** Start of Records supplied **

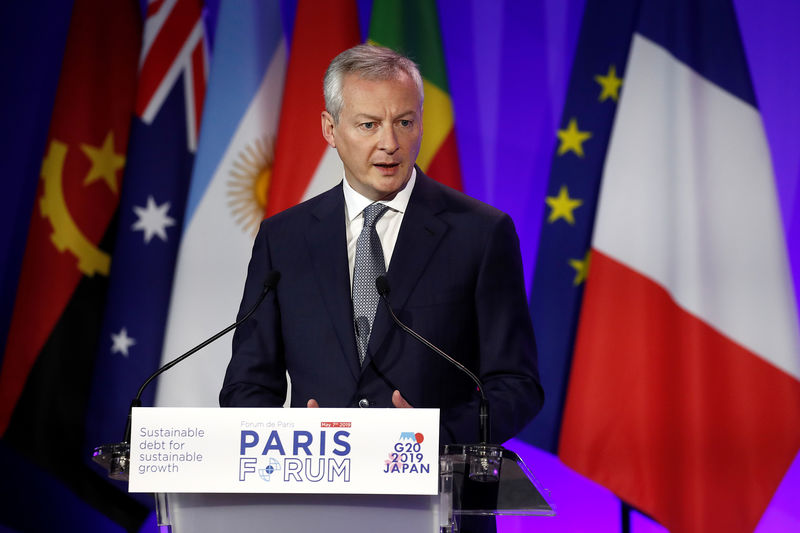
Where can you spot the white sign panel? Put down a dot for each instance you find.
(324, 451)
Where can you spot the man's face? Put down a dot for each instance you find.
(378, 134)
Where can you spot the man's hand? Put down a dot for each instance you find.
(400, 402)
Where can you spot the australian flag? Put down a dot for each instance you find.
(173, 69)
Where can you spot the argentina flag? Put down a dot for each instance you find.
(227, 196)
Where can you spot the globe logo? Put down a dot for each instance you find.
(272, 467)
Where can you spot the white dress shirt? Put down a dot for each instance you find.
(388, 226)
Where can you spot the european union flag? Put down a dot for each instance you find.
(563, 259)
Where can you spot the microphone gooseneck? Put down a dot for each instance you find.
(382, 284)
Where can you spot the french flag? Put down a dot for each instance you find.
(684, 397)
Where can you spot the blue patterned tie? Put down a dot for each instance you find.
(369, 264)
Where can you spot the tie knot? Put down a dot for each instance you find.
(373, 212)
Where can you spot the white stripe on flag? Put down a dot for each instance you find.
(699, 213)
(213, 258)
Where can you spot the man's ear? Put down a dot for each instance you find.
(327, 129)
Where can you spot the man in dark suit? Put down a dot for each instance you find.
(452, 264)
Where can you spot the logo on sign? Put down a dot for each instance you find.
(295, 456)
(407, 456)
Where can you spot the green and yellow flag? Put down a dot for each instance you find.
(412, 28)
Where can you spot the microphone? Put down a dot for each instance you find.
(382, 284)
(116, 457)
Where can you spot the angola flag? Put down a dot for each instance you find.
(412, 28)
(51, 344)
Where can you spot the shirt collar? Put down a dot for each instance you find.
(356, 203)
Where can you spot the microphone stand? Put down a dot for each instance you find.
(484, 458)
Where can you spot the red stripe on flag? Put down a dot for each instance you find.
(321, 31)
(445, 167)
(93, 103)
(670, 414)
(164, 50)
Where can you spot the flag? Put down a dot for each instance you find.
(412, 28)
(51, 343)
(31, 50)
(304, 163)
(595, 86)
(226, 196)
(684, 397)
(171, 87)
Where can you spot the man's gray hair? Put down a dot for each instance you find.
(369, 62)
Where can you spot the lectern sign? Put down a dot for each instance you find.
(344, 451)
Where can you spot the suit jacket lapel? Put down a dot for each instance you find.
(420, 234)
(327, 243)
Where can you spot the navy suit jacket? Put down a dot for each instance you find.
(455, 277)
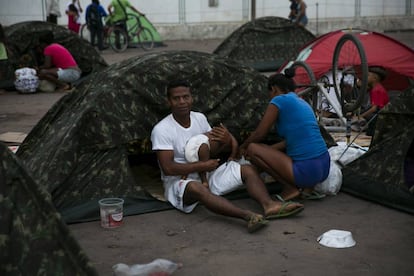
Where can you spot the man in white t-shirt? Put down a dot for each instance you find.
(182, 185)
(78, 7)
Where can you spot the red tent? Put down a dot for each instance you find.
(380, 50)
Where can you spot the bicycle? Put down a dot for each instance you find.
(349, 80)
(139, 34)
(114, 35)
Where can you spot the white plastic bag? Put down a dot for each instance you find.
(332, 184)
(26, 80)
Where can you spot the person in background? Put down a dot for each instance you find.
(169, 137)
(59, 66)
(293, 11)
(378, 98)
(301, 18)
(4, 63)
(77, 5)
(74, 16)
(117, 10)
(301, 160)
(73, 19)
(93, 16)
(52, 11)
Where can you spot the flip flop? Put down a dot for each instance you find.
(282, 213)
(314, 195)
(279, 197)
(255, 223)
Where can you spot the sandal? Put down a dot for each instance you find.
(314, 195)
(255, 223)
(282, 213)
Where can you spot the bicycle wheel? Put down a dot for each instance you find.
(350, 67)
(145, 38)
(85, 33)
(306, 84)
(117, 39)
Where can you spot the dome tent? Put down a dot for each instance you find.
(378, 175)
(265, 43)
(80, 150)
(22, 38)
(35, 240)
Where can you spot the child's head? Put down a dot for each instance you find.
(193, 145)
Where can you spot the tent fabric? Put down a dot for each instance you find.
(22, 39)
(380, 49)
(95, 142)
(378, 175)
(264, 43)
(79, 150)
(34, 239)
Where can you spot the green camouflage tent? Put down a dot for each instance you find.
(22, 38)
(265, 43)
(80, 151)
(385, 174)
(34, 239)
(95, 142)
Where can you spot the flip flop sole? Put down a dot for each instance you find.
(286, 214)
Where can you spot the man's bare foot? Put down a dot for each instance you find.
(289, 192)
(283, 209)
(255, 222)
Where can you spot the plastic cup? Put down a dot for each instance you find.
(111, 212)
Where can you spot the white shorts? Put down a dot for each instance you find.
(223, 180)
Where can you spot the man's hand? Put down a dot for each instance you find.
(210, 165)
(221, 134)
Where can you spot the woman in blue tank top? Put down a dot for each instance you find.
(302, 159)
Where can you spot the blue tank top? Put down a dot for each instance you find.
(296, 123)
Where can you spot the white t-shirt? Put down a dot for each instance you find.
(78, 20)
(169, 135)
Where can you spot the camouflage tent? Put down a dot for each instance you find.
(385, 174)
(81, 150)
(34, 239)
(265, 43)
(23, 37)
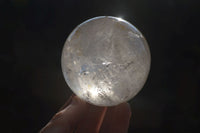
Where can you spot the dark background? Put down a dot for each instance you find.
(32, 84)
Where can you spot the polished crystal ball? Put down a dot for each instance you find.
(105, 61)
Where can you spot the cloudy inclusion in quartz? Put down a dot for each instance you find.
(105, 61)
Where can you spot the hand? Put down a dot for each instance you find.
(77, 116)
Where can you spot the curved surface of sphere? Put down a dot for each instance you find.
(105, 61)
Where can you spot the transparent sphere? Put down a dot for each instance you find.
(105, 61)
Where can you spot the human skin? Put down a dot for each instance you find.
(77, 116)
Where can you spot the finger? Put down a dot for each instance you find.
(116, 119)
(68, 102)
(92, 121)
(66, 120)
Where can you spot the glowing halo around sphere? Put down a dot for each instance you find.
(105, 61)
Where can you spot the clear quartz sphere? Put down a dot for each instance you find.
(105, 61)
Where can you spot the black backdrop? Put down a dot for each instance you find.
(32, 84)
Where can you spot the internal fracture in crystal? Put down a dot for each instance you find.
(105, 61)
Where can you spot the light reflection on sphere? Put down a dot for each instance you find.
(105, 61)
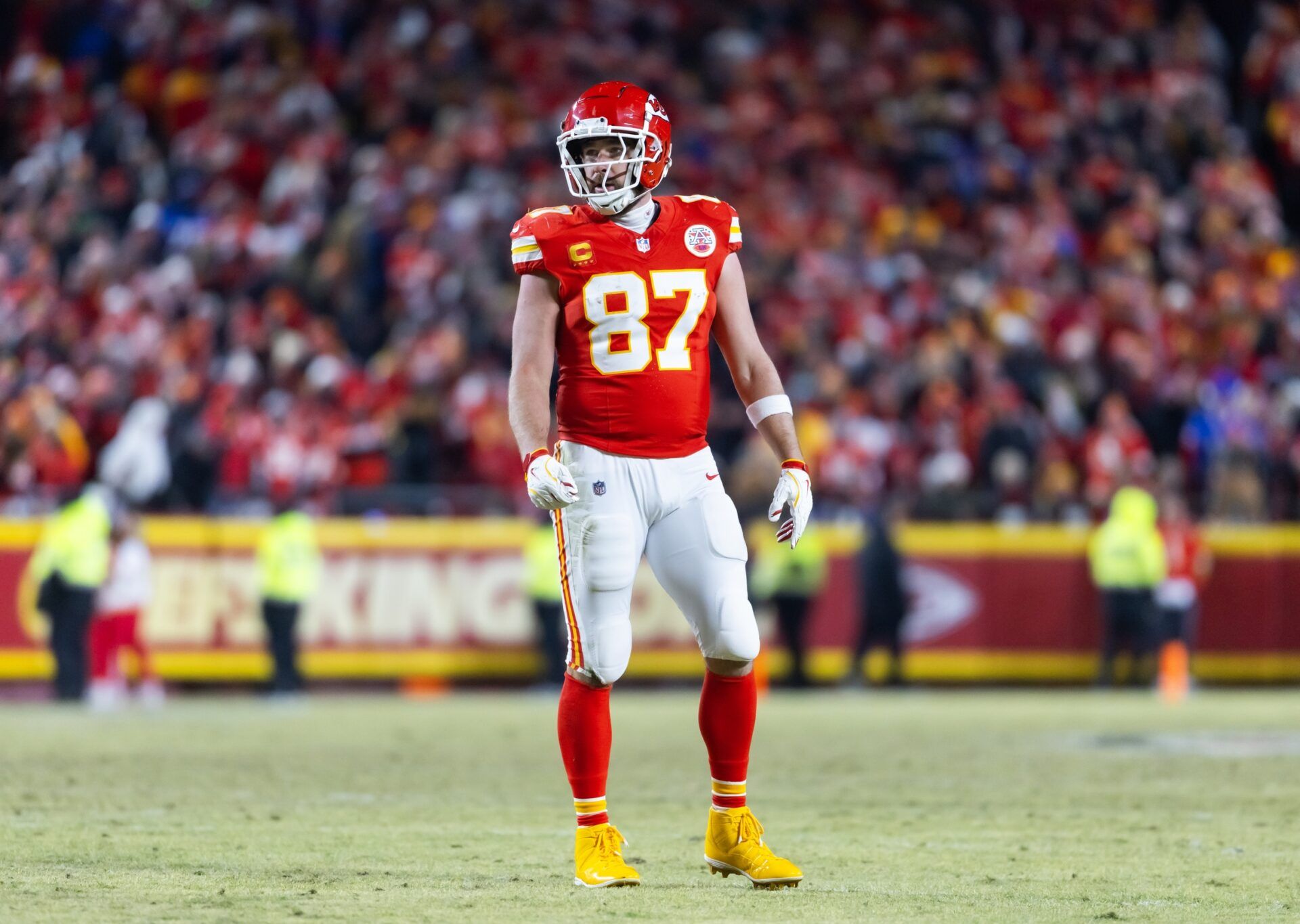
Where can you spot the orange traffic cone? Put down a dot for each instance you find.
(762, 676)
(424, 688)
(1174, 676)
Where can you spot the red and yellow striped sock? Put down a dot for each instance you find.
(590, 812)
(729, 794)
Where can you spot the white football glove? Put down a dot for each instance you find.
(795, 489)
(550, 485)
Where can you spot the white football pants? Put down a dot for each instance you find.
(676, 512)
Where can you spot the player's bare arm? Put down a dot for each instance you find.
(532, 356)
(760, 387)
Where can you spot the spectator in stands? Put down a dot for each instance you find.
(288, 224)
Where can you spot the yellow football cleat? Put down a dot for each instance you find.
(733, 843)
(599, 859)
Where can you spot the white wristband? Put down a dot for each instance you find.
(766, 407)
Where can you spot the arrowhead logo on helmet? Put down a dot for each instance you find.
(638, 123)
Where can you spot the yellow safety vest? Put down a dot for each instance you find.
(289, 562)
(780, 569)
(542, 566)
(76, 544)
(1127, 552)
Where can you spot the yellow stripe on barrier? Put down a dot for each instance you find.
(507, 535)
(825, 664)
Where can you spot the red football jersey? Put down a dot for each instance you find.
(636, 312)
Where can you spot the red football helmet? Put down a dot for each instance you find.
(637, 121)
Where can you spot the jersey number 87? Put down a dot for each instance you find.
(632, 351)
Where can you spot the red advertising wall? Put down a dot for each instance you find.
(445, 598)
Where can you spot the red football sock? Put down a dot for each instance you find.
(585, 736)
(727, 709)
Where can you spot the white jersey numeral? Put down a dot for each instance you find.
(614, 357)
(634, 355)
(666, 284)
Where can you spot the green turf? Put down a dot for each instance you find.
(919, 806)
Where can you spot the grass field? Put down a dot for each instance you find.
(918, 806)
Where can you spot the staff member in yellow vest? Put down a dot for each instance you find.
(289, 569)
(69, 563)
(791, 579)
(1126, 556)
(542, 581)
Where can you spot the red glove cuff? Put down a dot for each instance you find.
(535, 454)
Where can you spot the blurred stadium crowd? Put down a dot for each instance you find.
(1007, 258)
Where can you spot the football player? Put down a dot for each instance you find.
(627, 288)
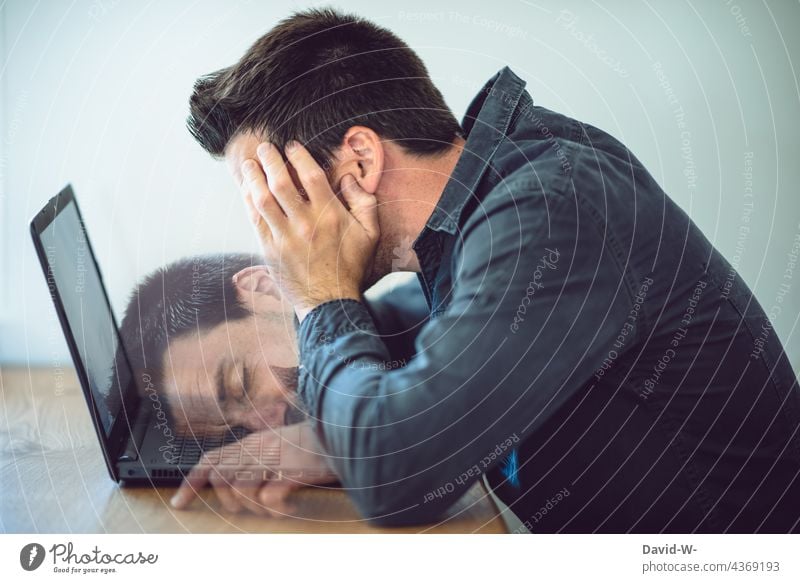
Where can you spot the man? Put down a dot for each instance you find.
(215, 338)
(217, 341)
(586, 348)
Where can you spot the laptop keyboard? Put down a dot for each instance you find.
(189, 448)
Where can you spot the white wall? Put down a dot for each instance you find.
(95, 92)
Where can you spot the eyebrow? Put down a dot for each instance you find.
(221, 382)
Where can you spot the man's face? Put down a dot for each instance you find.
(244, 146)
(238, 373)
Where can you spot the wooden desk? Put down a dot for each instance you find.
(53, 479)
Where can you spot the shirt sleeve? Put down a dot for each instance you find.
(538, 299)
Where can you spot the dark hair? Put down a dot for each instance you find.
(313, 76)
(191, 294)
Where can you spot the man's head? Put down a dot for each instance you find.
(355, 95)
(215, 339)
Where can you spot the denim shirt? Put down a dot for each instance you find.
(584, 346)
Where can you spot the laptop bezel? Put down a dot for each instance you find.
(113, 445)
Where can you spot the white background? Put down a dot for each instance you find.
(95, 93)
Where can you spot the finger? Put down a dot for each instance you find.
(274, 497)
(192, 482)
(279, 180)
(246, 492)
(363, 205)
(222, 488)
(310, 174)
(264, 202)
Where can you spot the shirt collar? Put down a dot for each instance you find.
(485, 125)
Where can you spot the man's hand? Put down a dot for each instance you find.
(274, 463)
(316, 249)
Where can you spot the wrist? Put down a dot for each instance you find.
(302, 310)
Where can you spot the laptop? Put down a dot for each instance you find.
(137, 444)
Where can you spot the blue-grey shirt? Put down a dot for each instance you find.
(581, 343)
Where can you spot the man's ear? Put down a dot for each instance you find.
(362, 155)
(255, 286)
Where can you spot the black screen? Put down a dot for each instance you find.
(73, 273)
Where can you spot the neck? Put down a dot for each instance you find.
(426, 178)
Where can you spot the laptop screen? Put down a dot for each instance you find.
(91, 323)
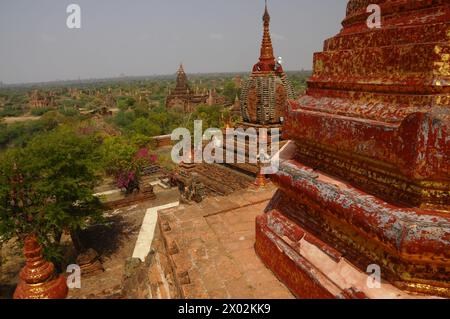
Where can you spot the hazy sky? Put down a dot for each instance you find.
(146, 37)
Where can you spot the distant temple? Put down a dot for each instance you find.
(264, 98)
(41, 100)
(183, 96)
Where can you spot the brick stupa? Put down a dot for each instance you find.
(365, 181)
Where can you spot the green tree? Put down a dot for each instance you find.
(59, 171)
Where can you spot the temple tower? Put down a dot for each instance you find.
(183, 96)
(265, 94)
(263, 101)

** End of Records supplied **

What is asked:
Extract, word for word, each line from the one that contains "Where can you spot the black screen?" through the final line of the data above. Leave the pictures out.

Response:
Where can you spot the black screen? Put down a dot for each instance you find.
(73, 273)
Where can you spot the neck? Put down a dot for each instance you find.
(426, 178)
Where can you spot the laptop screen? Put down a dot for each instance you find.
(91, 323)
Where can you spot the hazy sky? Put down a dot for each instance you find.
(146, 37)
Where can you spot the distant temple? Put down a dot for each instance you find.
(264, 98)
(41, 100)
(183, 96)
Where can you spot the brick stupa? Put down a dot for each instance you find.
(365, 181)
Where can you spot the green tree? Put down a dot for each instance you find.
(59, 171)
Where can you spot the temple tower? Put down a dot for each instance you find.
(183, 96)
(265, 94)
(263, 101)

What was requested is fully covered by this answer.